**Instructions for the task**
Please change "skate shoe" to "sneaker" and rewrite the entries from the start through the line containing "(1305, 802)", leaving everything else unchanged. Leave the pictures out of your answer.

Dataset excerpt
** START **

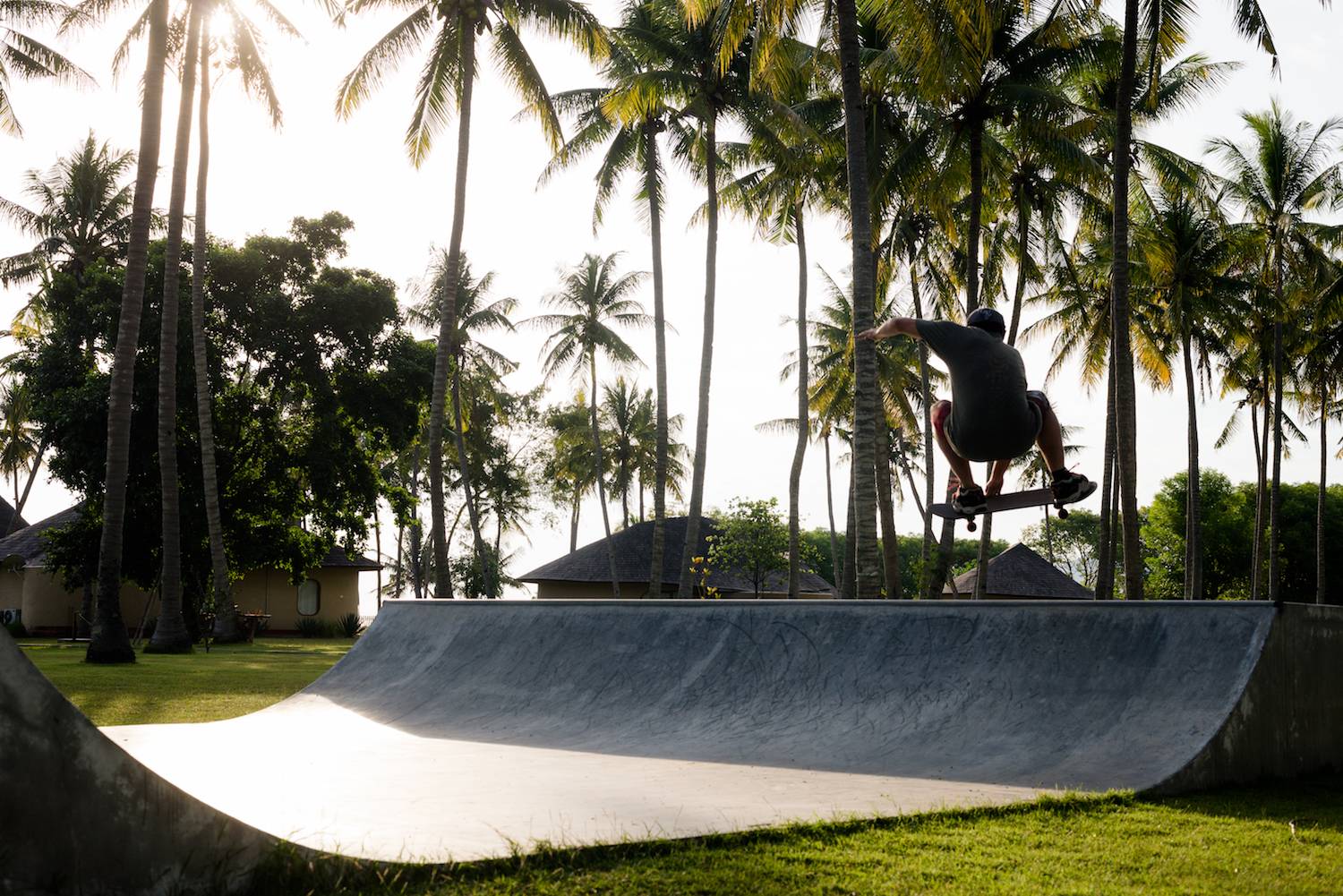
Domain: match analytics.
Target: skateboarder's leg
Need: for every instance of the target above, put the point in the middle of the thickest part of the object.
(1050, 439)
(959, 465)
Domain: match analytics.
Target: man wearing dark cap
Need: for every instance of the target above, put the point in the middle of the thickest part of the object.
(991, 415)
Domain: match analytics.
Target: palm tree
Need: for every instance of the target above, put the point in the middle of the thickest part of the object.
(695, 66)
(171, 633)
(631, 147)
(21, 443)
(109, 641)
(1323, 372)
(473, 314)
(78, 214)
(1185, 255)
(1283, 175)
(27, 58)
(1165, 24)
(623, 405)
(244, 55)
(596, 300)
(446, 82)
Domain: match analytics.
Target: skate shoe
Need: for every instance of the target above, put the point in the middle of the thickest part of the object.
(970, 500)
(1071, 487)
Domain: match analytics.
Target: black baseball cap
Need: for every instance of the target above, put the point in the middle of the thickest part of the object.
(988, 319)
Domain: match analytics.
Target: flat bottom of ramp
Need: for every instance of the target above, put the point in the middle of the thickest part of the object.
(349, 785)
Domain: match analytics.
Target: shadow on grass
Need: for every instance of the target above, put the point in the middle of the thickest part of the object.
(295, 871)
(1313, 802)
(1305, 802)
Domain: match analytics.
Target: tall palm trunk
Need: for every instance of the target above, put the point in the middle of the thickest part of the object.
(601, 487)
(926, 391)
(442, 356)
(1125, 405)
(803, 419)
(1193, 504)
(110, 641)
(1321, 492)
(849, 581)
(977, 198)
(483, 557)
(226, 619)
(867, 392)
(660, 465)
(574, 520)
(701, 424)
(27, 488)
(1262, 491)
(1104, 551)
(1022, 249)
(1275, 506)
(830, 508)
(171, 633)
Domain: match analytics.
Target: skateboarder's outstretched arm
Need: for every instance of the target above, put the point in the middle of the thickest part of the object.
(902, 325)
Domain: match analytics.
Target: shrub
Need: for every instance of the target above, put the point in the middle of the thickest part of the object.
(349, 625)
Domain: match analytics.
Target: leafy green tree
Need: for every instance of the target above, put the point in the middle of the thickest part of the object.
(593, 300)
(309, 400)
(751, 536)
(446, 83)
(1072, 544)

** END **

**Worked answer**
Domain: match analytics.
Target: skateboarder's leg
Need: for every instance of the target above, put the point in the middle of the thickest part of the object.
(1050, 439)
(959, 465)
Domain: match analytics.
Target: man wearing dark cap
Need: for every instance of the target above, put the point in the middle of the thickest part of the object.
(991, 415)
Domain: match analytics.
Target: palm tree
Need: for every instance of the target above, put the point in the middle of the thickest part of the object.
(695, 66)
(171, 633)
(631, 147)
(21, 443)
(109, 641)
(1323, 372)
(473, 314)
(78, 214)
(1185, 255)
(1283, 175)
(27, 58)
(1165, 24)
(623, 405)
(244, 55)
(596, 300)
(446, 82)
Domain: match analytics.
Target: sneaker
Need: for every instance of the target above, put the point in the middle of the thickest part of the object.
(970, 500)
(1071, 487)
Domain: match analytics.
Target: black baseball cap
Need: for every instance of the target above, put the point in the middle of the thickest part of the object.
(988, 319)
Domain: match analytics.
Target: flat bottom of ramp
Need: for every instance of the target above, put the point in the middle of the thickest part of the object.
(349, 785)
Domain: match analytics.
Target: shadow on grass
Need: for every instance of the target above, put the point in the middle of the thickest part of the object.
(295, 871)
(1313, 802)
(1305, 802)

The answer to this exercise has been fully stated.